WHAT YOU WILL DO ▸ From the passage on Medicare home oxygen cuts, extract the part that begins with the words containing "In July, a new" and ends with "health and independence.", copying it word for word.

SELECTED EXCERPT ▸
____
In Washington, D.C. it is critically important to have credible studies and good data to substantiate our policy objectives. This year, as Congress potentially looks to all providers and payors to help fund the SCHIP (state children’s health insurance program) or Medicare payment changes to physicians, it is even more critical that we tell our story with hard facts.
In July, a new study was released demonstrating that impending cuts to Medicare’s home oxygen benefit are much deeper than anticipated – cuts totaling $710 million in 2009 and $855 million in 2010. The reductions in funding – which amount to an 18.8 percent reduction in the reimbursement rate – are the result of changes brought by the Deficit Reduction Act (DRA) of 2005 and will affect a significant portion of the more than one Medicare beneficiaries with chronic lung disease who rely on home oxygen for health and independence.
When you consider these cuts along with other cuts that have been legislated since the Balanced Budget Act of 1997, the severity is particularly significant. In essence, it means that the average Medicare home oxygen payment by 2010 will be almost half what it was in 1997. The Medicare Modernization Act was responsible for the competitive bidding program, and the Deficit Reduction Act imposed the 36-month cap on Medicare payments for home oxygen therapy. According to data from the government, at least 22 percent of the 1.4 million Medicare beneficiaries who require home oxygen use it for more than 36 months.
____
Stored dataset items ▸

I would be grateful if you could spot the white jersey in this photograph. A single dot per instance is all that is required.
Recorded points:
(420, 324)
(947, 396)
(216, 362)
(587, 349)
____
EXERCISE ANSWER ▸
In July, a new study was released demonstrating that impending cuts to Medicare’s home oxygen benefit are much deeper than anticipated – cuts totaling $710 million in 2009 and $855 million in 2010. The reductions in funding – which amount to an 18.8 percent reduction in the reimbursement rate – are the result of changes brought by the Deficit Reduction Act (DRA) of 2005 and will affect a significant portion of the more than one Medicare beneficiaries with chronic lung disease who rely on home oxygen for health and independence.